Text segment:

··········

Britannia’s Q4 margin disappoints; stock lacks triggers ahead
Britannia’s revenue performance was satisfactory in the March quarter with operating revenues increasing by 8.2% year-on-year to ₹3,038 crore
Shares of Britannia Industries Ltd declined by around 2% on Wednesday, a day the benchmark Nifty 50 index gained 1.4%. Investors are discouraged by the packaged foods company’s profit margin performance in the quarter ended March.
While Britannia’s consolidated gross profit margin expanded by 80 basis points on a year-on-year basis to 40.5%, the measure has declined by 262 basis points vis-à-vis the December quarter. One basis point is one-hundredth of a percentage point.
Britannia has said that on the commodity cost front, palm oil, packing material and dairy products witnessed sudden and steep increases.
But it’s not as if the margin outlook is bright, going ahead. Nomura Financial Advisory and Securities (India) Pvt. Ltd said in a report on 28 April: “We also lower our margin estimates given rising input cost pressures and delayed pricing actions due to a weak demand environment. We see gross margins contracting in H1FY22 and normalizing in H2."
Besides, higher advertising spends are also likely to weigh on earnings before interest, tax, depreciation and amortization (Ebitda) margin performance. For the March quarter, Ebitda margin increased by 30 basis points to 16.1% compared to the corresponding period last year.
Other expenses increased at a faster rate, capping Ebitda margin expansion.
To be sure, Britannia’s revenue performance was satisfactory in the March quarter with operating revenues increasing by 8.2% year-on-year to ₹3,038 crore.
Having said that, the base for the current quarter is high considering that in the June 2020 quarter, revenues had increased as much as 26.4% year-on-year. Britannia had benefited from the increase in at-home consumption during last year’s covid-19 lockdown.
But the firm is unlikely to gain in a similar manner during the second covid-19 wave. In fact, analysts from Jefferies India Pvt. Ltd said in a report on 27 April: “With the onset of the second covid wave, biscuit category is seeing some tailwinds due to pantry stocking. However, unlike last year, there has not been a major supply disruption and, hence, Britannia would not have the benefit of lower competition."
As such, the above mentioned factors are expected to keep sentiments muted for the Britannia stock in the coming days. The shares trade at nearly 45 times estimated earnings for financial year 2022, according to Bloomberg data.

··········

Dataset content:
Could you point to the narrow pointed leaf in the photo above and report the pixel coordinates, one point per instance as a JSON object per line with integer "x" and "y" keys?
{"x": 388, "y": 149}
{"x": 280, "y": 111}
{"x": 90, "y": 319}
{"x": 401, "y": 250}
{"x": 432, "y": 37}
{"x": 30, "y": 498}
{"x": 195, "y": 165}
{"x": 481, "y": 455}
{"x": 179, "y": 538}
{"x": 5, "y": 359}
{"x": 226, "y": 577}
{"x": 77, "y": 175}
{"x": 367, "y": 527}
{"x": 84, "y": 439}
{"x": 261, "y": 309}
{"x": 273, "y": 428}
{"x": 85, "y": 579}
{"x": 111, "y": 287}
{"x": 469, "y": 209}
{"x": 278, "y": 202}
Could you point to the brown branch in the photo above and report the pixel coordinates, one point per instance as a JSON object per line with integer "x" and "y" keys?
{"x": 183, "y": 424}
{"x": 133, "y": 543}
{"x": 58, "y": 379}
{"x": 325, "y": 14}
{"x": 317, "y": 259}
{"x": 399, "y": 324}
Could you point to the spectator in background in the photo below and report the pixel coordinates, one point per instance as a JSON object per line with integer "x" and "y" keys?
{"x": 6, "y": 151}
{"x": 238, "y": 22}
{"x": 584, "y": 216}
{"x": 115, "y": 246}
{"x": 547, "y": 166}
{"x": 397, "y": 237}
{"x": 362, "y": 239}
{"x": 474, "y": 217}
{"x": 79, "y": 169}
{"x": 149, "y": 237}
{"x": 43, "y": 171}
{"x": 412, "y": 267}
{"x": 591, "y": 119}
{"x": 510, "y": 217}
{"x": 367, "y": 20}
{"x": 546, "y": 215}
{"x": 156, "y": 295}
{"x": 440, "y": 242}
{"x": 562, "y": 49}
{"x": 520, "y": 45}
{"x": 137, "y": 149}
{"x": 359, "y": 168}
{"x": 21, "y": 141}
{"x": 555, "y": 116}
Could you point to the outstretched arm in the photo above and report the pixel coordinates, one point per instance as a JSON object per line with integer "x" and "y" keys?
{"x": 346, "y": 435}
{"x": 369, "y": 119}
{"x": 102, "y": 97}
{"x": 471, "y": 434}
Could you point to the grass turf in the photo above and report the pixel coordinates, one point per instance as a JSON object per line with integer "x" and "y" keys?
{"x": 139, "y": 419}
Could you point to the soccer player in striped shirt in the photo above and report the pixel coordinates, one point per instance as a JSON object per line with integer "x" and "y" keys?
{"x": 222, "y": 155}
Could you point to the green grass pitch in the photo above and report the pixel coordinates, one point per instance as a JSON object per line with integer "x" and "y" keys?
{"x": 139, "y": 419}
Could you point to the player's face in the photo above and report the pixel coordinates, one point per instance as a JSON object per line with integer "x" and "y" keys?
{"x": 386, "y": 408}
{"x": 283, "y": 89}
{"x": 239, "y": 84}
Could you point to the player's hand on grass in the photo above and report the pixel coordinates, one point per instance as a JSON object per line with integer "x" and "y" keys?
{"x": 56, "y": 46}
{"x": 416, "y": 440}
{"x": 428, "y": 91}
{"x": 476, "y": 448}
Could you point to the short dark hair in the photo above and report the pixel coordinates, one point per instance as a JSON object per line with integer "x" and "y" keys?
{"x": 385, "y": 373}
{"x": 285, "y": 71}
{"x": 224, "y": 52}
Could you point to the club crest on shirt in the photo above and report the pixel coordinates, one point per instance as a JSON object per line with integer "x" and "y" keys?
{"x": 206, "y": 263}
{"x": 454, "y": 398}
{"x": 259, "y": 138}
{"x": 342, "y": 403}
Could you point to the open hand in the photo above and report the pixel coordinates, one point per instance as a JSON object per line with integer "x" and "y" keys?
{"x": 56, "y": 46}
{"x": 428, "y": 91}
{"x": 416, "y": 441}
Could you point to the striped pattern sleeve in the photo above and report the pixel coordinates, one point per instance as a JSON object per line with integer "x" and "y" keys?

··········

Things to do:
1. Do these statements agree with the Britannia article? Answer yes or no for each, quoting the words from the article that decide it.
(a) Britannia's gross profit margin rose compared with the December quarter.
(b) Operating revenues in the March quarter grew 8.2% year-on-year.
(c) On Wednesday, Britannia's shares fell while the Nifty 50 index rose.
2. According to the Jefferies analysts quoted in the Britannia article, why is Britannia unlikely to gain during the second covid-19 wave the way it did last year? Answer in one to three sentences.

Solutions:
1.
(a) No: "the measure has declined by 262 basis points vis-à-vis the December quarter."
(b) Yes: "operating revenues increasing by 8.2% year-on-year to ₹3,038 crore"
(c) Yes: "Shares of Britannia Industries Ltd declined by around 2% on Wednesday, a day the benchmark Nifty 50 index gained 1.4%."

2. Pantry stocking is giving the biscuit category some tailwinds. Unlike last year, however, there has been no major supply disruption. As a result, Britannia would not have the benefit of lower competition.